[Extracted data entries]
★ ★ ★ ★ ★

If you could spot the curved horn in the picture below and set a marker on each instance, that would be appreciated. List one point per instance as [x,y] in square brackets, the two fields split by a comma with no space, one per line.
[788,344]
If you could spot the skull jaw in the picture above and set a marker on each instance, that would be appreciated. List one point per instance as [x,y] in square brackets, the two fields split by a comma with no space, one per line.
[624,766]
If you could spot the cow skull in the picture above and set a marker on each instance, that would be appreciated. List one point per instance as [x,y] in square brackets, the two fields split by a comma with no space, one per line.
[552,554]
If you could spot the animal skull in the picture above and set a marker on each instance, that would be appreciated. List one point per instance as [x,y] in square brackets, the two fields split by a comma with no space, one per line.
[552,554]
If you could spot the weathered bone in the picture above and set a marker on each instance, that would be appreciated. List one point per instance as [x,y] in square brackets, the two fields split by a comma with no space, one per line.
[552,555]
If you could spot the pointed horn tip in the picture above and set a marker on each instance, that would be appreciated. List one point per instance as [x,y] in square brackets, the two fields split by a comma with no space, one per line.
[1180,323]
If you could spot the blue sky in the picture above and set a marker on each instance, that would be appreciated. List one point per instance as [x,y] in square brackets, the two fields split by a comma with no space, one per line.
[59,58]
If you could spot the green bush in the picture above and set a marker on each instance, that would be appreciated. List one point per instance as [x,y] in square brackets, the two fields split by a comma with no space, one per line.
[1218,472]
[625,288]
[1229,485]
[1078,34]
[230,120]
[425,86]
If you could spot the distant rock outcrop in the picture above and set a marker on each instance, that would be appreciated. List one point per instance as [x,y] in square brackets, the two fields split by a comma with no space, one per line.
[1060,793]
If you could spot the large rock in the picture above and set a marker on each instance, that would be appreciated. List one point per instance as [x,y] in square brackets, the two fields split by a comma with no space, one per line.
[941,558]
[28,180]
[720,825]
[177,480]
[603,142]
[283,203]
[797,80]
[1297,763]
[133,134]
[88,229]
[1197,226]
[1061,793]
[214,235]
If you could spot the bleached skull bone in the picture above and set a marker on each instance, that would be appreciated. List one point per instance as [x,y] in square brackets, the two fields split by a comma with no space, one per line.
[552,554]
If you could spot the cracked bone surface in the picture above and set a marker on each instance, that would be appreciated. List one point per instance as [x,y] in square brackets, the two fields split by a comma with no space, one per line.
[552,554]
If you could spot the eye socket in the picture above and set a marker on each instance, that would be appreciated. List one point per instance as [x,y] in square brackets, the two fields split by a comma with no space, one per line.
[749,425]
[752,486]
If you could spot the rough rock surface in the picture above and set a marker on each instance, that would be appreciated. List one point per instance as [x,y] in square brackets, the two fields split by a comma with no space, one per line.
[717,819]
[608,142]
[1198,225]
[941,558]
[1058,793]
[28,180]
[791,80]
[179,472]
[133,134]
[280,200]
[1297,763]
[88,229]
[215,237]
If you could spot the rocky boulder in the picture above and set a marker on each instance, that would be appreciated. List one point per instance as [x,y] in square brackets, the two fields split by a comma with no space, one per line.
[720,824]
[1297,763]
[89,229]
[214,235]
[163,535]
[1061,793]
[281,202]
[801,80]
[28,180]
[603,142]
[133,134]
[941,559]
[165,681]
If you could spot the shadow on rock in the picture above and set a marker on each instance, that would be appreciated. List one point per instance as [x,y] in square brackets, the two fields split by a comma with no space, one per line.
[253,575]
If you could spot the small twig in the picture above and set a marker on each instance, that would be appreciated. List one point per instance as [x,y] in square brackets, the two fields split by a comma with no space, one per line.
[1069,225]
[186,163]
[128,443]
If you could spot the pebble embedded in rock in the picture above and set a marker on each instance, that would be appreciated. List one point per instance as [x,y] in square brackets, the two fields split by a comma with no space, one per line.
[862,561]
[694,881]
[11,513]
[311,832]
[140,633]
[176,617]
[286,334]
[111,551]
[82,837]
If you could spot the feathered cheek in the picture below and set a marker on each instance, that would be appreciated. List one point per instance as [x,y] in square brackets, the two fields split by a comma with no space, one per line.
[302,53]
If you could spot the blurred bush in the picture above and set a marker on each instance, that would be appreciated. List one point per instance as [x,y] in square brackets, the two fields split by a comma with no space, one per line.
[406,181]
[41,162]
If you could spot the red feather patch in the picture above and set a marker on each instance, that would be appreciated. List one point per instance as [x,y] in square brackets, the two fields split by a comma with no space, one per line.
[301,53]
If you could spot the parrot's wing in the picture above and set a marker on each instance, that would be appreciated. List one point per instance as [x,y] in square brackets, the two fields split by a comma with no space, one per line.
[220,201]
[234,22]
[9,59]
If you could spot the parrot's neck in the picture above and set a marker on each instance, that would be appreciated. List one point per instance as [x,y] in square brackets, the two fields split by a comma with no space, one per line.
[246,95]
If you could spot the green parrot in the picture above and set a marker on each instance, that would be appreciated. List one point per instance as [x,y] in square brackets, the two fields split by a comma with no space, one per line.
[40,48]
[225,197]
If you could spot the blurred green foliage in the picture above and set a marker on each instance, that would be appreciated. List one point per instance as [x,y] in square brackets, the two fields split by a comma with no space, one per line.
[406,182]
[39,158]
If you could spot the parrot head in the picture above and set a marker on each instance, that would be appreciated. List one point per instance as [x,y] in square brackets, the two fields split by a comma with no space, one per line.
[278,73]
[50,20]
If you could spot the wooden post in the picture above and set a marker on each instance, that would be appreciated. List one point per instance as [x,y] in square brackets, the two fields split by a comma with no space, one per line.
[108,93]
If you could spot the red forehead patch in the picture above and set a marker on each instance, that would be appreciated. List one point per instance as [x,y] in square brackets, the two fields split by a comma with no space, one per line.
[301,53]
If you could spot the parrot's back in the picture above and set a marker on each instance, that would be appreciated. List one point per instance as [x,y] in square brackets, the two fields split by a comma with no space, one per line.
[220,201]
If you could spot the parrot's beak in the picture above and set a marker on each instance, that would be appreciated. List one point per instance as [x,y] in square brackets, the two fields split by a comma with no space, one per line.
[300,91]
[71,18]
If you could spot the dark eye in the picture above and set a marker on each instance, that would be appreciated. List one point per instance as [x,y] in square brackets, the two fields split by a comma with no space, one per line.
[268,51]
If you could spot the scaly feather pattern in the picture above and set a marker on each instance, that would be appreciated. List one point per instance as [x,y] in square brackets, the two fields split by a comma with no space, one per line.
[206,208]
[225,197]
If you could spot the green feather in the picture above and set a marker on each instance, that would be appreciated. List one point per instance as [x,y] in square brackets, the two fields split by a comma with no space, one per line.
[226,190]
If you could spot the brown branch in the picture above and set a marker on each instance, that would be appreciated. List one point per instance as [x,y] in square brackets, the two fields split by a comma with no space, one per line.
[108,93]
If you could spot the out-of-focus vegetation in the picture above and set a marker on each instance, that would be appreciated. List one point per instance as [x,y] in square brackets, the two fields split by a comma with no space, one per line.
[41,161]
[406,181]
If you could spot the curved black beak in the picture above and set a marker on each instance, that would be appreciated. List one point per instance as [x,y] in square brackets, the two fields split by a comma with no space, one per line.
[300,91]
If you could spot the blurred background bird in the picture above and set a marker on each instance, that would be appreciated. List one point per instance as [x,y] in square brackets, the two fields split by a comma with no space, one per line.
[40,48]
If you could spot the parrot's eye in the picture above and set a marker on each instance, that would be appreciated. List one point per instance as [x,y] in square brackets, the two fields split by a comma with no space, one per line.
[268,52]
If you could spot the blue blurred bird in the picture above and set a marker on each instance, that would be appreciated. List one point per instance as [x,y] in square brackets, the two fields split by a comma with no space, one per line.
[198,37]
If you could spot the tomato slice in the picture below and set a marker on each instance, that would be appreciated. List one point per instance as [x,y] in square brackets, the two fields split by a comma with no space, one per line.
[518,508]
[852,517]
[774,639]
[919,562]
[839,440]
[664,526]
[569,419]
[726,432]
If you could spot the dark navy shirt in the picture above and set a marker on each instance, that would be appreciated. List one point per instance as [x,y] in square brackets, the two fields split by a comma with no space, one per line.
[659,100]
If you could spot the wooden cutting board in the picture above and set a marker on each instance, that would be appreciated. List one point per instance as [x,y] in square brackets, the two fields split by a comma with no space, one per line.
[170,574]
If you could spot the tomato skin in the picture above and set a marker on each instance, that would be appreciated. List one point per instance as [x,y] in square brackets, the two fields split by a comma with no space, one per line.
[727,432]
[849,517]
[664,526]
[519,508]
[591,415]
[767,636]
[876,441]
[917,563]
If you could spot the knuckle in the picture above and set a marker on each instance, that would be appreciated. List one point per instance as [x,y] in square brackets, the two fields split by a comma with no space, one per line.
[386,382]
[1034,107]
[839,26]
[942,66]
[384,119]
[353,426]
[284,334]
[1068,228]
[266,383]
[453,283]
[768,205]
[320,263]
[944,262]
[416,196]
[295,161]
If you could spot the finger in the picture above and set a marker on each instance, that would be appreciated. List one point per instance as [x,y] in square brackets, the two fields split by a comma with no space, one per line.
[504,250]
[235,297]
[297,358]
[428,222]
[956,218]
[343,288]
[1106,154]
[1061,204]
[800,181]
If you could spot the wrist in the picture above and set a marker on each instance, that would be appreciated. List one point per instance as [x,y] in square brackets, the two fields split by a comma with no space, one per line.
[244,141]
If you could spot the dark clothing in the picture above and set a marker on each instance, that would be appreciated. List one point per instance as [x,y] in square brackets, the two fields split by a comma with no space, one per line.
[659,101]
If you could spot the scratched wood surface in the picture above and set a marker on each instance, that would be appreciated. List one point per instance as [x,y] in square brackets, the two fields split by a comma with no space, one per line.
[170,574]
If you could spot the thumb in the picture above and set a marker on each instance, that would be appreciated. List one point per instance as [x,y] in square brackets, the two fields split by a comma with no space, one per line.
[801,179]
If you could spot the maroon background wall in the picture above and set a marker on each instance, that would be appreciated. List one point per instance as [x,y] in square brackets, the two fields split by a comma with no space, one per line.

★ ★ ★ ★ ★

What needs to be done
Set down only the lines running from the line with "If you could spot the thumb" to the end of the entries above, both included, exactly as they stand.

Solution for this exercise
If you could spot the thumb in the picture above and set a marker on each instance, that would be appreciated. List one point per instance as [x,y] in square brackets, the two fields split by a comma with no space, one per line.
[801,179]
If you could spot the maroon background wall in the picture above and set a marker on each instance, that would be appreciated. List one point per instance as [x,y] in square brackets, the two fields split by a comma with no space, one per line.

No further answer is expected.